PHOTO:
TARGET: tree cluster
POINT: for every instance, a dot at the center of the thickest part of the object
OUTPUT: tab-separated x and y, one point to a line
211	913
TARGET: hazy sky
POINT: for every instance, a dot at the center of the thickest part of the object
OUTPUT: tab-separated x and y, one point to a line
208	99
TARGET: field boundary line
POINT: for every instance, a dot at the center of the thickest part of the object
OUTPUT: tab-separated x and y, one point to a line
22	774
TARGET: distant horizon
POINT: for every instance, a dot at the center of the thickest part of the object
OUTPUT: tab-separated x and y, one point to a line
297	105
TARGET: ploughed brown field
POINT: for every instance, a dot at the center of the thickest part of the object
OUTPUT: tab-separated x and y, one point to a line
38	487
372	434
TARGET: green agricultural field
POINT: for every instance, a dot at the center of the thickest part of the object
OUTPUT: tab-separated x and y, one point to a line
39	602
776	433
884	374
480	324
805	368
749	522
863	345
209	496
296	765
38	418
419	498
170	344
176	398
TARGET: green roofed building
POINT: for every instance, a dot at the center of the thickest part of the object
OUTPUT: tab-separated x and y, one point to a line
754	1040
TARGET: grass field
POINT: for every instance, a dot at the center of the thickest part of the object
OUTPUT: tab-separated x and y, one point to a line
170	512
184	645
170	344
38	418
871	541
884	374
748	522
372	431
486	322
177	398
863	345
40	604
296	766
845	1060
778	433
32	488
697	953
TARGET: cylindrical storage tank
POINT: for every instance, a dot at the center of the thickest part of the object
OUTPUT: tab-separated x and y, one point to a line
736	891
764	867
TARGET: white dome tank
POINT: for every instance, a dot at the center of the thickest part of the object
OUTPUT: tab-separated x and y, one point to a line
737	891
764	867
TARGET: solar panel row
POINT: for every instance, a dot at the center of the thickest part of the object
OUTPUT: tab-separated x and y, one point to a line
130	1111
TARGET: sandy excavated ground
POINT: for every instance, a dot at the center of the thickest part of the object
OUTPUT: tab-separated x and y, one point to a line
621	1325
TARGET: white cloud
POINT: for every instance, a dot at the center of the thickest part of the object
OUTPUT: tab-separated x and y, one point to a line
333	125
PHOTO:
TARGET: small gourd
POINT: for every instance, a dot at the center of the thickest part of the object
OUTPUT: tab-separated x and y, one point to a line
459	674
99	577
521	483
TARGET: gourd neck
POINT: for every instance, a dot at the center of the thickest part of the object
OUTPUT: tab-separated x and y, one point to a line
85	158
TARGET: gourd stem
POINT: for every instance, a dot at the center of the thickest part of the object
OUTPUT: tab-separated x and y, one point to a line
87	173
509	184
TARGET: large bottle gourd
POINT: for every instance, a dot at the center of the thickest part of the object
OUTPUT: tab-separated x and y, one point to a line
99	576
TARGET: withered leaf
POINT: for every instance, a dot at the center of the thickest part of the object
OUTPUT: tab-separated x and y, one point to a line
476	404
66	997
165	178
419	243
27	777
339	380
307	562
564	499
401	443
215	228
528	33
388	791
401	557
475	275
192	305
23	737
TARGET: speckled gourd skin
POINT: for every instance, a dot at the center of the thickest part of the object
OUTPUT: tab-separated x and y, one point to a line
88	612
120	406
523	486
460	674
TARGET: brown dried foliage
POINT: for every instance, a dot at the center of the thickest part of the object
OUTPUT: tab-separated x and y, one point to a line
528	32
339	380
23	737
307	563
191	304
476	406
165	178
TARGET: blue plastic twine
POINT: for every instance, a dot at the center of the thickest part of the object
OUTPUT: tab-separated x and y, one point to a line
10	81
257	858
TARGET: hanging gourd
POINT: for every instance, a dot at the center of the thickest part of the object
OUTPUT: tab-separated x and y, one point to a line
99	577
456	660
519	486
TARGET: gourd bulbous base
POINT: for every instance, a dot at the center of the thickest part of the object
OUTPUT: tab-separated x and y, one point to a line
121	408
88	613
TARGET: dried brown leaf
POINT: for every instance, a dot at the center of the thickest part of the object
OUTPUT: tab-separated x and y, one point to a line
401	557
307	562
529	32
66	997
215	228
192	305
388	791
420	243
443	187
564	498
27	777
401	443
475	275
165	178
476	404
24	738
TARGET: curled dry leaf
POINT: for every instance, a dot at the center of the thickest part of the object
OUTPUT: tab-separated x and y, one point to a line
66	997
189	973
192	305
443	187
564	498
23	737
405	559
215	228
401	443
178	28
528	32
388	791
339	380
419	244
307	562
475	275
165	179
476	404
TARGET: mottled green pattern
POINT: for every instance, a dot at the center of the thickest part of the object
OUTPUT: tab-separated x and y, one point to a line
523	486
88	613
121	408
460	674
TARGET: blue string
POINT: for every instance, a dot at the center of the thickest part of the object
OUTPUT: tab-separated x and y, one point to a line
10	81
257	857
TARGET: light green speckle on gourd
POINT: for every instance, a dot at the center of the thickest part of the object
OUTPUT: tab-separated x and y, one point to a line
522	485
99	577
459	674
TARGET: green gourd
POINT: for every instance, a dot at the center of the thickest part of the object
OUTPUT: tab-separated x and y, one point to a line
= = = = =
Aim of the exercise
Quote exactly and only the lines from the one holding "TARGET: mottled green pattern" through the end of the data.

Task response
TARGET: mottled green pattern
POINT: for every instance, a dot at the center of the thickest part of the object
OUTPUT: tab-separated x and y, one point to a line
523	486
88	613
121	408
460	674
TARGET: blue string
POINT: for every instance, a dot at the center of the thickest part of the object
OUTPUT: tab-separated x and y, one point to a line
10	81
257	857
TARGET: light green speckle on gourd
POINT: for every instance, a dot at the center of the thickest part of the object
OUTPUT: tab-separated x and y, one point to a line
522	485
99	577
459	674
TARGET: green gourd
POINT: for every instance, a dot at the center of the thickest part of the object
OUTPUT: tab-separated x and y, one point to a line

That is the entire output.